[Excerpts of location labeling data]
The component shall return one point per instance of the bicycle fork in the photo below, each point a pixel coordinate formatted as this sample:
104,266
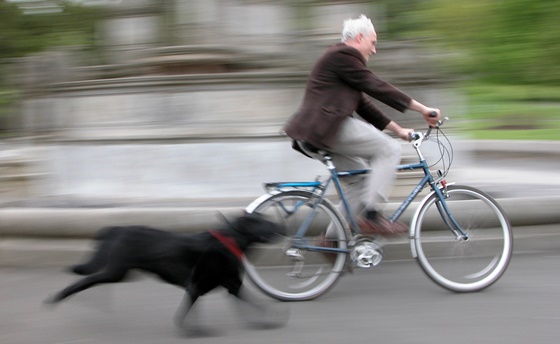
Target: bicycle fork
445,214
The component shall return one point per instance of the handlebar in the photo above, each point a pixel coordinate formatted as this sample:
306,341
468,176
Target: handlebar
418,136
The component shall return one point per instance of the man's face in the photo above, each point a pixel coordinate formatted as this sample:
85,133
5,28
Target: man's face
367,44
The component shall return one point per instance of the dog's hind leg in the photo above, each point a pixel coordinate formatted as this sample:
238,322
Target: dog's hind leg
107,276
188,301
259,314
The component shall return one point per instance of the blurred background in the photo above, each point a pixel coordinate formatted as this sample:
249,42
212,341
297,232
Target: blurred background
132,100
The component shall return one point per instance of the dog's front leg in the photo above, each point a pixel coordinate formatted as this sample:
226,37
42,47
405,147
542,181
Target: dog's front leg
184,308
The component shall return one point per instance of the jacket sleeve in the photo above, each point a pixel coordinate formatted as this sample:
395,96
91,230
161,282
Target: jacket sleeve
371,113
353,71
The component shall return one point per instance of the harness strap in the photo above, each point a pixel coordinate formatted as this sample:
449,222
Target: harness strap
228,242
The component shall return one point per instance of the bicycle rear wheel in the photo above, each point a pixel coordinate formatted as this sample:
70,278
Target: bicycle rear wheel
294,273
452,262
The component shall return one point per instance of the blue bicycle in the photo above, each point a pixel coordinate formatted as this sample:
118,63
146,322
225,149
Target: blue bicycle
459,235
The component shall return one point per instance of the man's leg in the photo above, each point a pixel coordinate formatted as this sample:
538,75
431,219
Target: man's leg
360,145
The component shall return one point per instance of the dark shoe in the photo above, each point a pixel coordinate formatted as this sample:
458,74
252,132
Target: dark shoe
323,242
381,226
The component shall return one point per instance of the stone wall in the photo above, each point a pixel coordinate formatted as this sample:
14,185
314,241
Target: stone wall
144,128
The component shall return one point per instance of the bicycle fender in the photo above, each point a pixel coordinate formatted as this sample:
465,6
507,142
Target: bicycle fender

PROMPT:
Quote all the records verbatim, dropping any pictures from your copy.

WRITTEN ANSWER:
The component shall return one point per instance of the bicycle fork in the photo below, each point a pixel coordinate formatted as this sample:
104,266
Target: bicycle fork
445,214
The component shall return one point per instance of the handlebar in the photo above, each point a pixel coordinate formatted as this sample:
306,341
468,176
Target: handlebar
418,136
The component shall return one point per instance of the man's face in the photo above, each point a pixel coordinate formatted as this sample:
85,133
5,28
Target: man's face
367,44
The component shall return one point per instance of the dog's hind leg in the photo above, each point a pixel coordinate formatted as this sample:
238,322
Target: dog's hind leg
107,276
188,301
259,314
The component shall return one point per instance of the blurred background in the photo above, each point a pixel coordinate formatted as this sample:
249,42
212,341
297,232
Target: blurred background
132,100
The component shall return one point per instance of the dog's front leg in the photo above, each point a pixel coordinate formatted as this sample:
226,37
42,47
405,147
542,181
Target: dog's front leg
184,308
The component shall return one point per instance of the jacket sleeve in the photo above, each point a pixel coordinate formatted as this sample:
395,96
91,230
161,282
Target: jacket sleeve
371,113
353,71
The component shall return one point per instance of the harness strap in the photo above, each point a pixel coordinate formatted as this sample:
449,222
Target: harness strap
228,242
The component shall return one point per instance of the bicycle rear wheel in the photo above, each point a pixel coordinate formatted as this sample:
70,278
Target: bicycle rear wheel
294,273
452,262
The component shall return one point per instance of the blue bicycle in the photo above, each point a pixel coordinate formatted as this sample:
118,63
146,322
225,149
Target: blue bicycle
459,235
The component shall return one point per instance of the man's leg in the photo above, each point a pixel coordinate formatted as this sample:
538,75
431,219
Target: man's leg
360,145
The component shall return one point per instance of the dark shoe in the photo above, each point a pixel coordinate formatted as this sample:
458,74
252,132
Target: dark shoe
323,242
381,226
The component shall return one point per instance of the stone wall in the photo above, each point a pixel coordinate formatted as this sample:
14,185
314,241
Target: stone wall
144,128
The component shall return one point per instance of the bicycle fender in the photo above, each point a pixel coordinate formatted as this sample:
465,6
507,142
Target: bicycle fender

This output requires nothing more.